>>

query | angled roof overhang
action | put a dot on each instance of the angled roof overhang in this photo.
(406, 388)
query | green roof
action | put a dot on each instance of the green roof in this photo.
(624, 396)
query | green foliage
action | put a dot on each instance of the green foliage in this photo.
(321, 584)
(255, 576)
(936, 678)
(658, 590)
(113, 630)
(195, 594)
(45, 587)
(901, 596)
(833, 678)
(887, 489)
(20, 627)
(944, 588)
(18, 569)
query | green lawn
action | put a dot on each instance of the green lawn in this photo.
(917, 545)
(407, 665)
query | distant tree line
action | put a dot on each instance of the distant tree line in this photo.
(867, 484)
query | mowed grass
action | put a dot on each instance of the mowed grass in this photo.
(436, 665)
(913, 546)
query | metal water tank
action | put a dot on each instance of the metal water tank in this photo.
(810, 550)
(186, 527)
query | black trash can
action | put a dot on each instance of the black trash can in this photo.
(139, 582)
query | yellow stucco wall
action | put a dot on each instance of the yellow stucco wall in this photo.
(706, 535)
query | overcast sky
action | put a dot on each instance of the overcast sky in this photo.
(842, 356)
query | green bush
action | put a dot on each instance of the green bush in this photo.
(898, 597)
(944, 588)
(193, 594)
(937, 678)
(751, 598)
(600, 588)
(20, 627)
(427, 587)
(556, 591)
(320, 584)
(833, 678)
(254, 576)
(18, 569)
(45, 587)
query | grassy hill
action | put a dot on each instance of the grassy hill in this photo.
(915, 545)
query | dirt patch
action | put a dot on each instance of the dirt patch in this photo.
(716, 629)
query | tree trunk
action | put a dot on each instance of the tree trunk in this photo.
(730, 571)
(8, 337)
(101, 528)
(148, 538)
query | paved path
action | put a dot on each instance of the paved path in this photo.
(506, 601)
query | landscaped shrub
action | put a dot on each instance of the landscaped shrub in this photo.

<<
>>

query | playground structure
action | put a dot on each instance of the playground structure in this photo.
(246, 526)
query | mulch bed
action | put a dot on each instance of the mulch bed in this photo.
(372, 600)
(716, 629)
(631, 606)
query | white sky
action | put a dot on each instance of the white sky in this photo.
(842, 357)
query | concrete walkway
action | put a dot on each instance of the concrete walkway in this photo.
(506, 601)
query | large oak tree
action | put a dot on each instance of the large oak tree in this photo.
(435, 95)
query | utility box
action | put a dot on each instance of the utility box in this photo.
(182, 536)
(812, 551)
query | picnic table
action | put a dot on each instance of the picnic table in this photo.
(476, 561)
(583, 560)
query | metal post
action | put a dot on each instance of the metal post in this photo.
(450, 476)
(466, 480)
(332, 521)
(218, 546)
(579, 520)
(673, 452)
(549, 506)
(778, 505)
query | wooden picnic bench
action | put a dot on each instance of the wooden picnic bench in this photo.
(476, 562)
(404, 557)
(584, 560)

<<

Task prompt: Would you print exactly and only the lines of the material above that run from the line with "action | put a dot on each instance of the dirt" through the line with "action | put a dot on each instance of the landscaped", both included?

Reply to the exercise:
action | put a dot on each instance of the dirt patch in this photo.
(716, 629)
query | tree trunk
action | put a dot on each instance of the tree trunk in this photo.
(730, 571)
(8, 337)
(101, 528)
(148, 538)
query | paved path
action | put a dot on each instance of the paved path in this photo.
(506, 601)
query | landscaped shrub
action | put a dot on each instance of the landscaped shrub in this photo.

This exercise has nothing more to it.